[Data from a collection]

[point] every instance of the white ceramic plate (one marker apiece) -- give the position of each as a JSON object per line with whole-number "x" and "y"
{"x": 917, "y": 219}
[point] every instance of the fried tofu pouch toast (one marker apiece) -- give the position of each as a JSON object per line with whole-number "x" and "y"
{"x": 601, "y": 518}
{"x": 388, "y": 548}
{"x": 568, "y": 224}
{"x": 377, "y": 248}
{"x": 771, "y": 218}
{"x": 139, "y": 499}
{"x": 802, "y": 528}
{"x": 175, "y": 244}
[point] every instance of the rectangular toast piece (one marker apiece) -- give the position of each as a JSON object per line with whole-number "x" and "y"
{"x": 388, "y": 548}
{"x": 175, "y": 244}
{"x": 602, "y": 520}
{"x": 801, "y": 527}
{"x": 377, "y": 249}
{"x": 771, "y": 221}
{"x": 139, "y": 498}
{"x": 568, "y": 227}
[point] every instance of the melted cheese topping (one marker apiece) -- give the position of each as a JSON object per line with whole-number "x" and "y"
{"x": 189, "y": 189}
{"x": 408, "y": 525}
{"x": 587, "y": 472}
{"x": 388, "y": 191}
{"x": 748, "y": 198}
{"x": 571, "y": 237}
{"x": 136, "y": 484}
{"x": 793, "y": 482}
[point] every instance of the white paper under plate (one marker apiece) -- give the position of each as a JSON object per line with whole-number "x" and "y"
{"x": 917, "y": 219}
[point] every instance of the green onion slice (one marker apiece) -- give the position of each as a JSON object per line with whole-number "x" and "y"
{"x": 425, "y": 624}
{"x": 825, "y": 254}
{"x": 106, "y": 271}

* **WRITTEN INSTRUCTION**: Recast everything in the data from the line containing "[point] every instance of the white paper" down to the end as a Markdown table with the columns "Row" and "Line". Number each row in order and leave out blank lines.

* **TASK RESPONSE**:
| Row | Line |
|---|---|
| 1 | [point] every instance of the white paper under plate (one marker apiece) -- give the position of each as a JSON object per line with whole-number "x" and "y" |
| 2 | {"x": 917, "y": 219} |
| 3 | [point] every instance of the green onion slice (one marker apiece) -- give the position of each as a JSON object per line with whole-number "x" and "y" |
| 4 | {"x": 425, "y": 624} |
| 5 | {"x": 825, "y": 254} |
| 6 | {"x": 106, "y": 271} |